BEGIN Extract to read

One straight forward aspect of performance if caching, but that's for smaller result sets. If a result set is bigger than a certain configurable threshold the lazy iterator kicks in. This makes the query return very fast and each hit is examined and its node fetched lazily for each step in the iteration of the search result. This also has the side-effect that such big results won't be cached. The returned search result also has a known size which has the effect that the results doesn't need to be looped through in order to get the size, hence it's always fast.

To be able to implement this feature we've added a close method which must be called if the iteration of the result isn't looped through entirely (it closes automatically if the entire result is looped through).

[edit] Sorting

You can control the way results are sorted by taking advantage of lucenes sorting features. You can do this on any LuceneIndexService derivative with the overloaded getNodes method which also takes a sorting argument.

LuceneIndexService index = // your arbitrary LuceneIndexService
index.getNodes( "name", "wachowski", Sort.RELEVANCE );
// OR to sort by "name"
index.getNodes( "name", "wachowski", new Sort( new SortField( "name", SortField.STRING ) ) );

[edit] Caching

If your LuceneIndexService becomes a performance bottle neck you can enable caching for even faster lookups. The caching is implemented with a LRU cache so that only the most recently accessed results are in cache (by results I mean a result of a getNodes/getSingleNode query, not a single node). You can control the size of the cache (the maximum number of results) per index key. You're advised to enable your caching right after instantiation of your IndexService.

END Extract to read
BEGIN Input data

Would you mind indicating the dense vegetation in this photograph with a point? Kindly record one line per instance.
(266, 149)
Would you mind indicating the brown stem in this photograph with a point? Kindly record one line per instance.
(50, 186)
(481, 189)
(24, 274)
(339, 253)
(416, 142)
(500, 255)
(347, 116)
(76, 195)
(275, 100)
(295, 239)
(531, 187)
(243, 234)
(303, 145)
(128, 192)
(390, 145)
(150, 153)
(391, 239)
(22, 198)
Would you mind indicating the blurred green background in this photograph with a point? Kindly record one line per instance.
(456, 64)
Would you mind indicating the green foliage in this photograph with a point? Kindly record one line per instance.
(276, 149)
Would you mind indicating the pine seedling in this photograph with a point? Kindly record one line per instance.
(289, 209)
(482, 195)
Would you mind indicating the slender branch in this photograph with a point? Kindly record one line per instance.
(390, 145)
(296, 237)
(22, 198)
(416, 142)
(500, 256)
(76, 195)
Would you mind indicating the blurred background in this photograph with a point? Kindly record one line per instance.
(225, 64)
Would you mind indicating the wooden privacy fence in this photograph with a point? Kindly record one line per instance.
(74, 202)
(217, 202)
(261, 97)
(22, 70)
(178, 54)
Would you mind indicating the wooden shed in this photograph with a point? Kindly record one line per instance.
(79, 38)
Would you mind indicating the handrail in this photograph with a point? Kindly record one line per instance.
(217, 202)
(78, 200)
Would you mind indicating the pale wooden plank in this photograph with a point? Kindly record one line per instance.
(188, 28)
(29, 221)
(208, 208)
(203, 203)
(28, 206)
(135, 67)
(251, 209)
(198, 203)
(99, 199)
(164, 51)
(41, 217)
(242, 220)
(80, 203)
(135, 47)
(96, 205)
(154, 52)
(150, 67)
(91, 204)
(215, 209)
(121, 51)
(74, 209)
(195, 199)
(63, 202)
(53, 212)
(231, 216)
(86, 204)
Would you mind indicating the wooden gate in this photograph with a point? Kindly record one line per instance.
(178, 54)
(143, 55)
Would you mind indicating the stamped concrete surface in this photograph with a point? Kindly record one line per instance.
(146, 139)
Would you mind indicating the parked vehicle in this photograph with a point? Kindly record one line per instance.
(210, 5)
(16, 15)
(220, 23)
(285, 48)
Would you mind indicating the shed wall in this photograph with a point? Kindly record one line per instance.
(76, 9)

END Input data
BEGIN Input data

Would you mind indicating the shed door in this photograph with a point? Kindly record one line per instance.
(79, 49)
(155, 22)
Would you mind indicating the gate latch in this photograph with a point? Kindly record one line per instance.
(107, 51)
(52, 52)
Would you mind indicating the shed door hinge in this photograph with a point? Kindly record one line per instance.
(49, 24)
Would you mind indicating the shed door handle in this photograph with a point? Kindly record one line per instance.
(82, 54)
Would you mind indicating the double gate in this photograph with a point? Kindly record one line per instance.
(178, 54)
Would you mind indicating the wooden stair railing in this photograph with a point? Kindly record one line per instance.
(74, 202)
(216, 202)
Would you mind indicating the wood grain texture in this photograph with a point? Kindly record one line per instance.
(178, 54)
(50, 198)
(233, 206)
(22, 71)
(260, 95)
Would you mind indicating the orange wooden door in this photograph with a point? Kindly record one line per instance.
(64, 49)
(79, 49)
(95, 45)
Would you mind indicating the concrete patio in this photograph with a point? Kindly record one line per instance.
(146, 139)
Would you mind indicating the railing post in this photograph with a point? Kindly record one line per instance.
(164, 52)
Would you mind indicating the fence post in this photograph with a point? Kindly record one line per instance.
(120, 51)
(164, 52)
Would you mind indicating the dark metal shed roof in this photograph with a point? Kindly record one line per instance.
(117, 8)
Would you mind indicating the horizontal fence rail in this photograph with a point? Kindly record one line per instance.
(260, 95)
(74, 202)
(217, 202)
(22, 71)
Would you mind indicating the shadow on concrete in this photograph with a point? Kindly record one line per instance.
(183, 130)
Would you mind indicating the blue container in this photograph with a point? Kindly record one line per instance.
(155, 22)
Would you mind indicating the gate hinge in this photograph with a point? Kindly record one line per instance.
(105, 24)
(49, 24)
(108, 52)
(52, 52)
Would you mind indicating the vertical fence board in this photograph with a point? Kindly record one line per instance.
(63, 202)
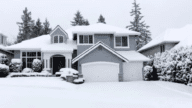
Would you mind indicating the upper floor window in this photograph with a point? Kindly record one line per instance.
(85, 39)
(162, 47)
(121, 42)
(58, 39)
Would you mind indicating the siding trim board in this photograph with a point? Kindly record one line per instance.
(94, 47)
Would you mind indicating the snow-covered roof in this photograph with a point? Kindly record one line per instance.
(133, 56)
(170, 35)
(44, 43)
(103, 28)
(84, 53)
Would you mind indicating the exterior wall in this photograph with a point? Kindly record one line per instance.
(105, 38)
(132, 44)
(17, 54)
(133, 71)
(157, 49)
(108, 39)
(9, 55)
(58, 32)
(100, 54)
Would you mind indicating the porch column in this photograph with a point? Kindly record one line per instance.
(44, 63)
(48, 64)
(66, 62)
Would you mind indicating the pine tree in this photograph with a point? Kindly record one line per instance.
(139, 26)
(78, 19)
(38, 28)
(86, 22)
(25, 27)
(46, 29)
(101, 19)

END Input data

## Set exercise 1
Rewrite the passage of the Lucene indexing text from "If your LuceneIndexService" to "of your IndexService.", replacing "bottle neck" with "bottleneck".
## Set exercise 2
Pull out every line of the records that contains the string "wall".

## Written reply 1
If your LuceneIndexService becomes a performance bottleneck you can enable caching for even faster lookups. The caching is implemented with a LRU cache so that only the most recently accessed results are in cache (by results I mean a result of a getNodes/getSingleNode query, not a single node). You can control the size of the cache (the maximum number of results) per index key. You're advised to enable your caching right after instantiation of your IndexService.

## Written reply 2
Would you mind indicating the shed wall in this photograph with a point? Kindly record one line per instance.
Would you mind indicating the exterior wall in this photograph with a point? Kindly record one line per instance.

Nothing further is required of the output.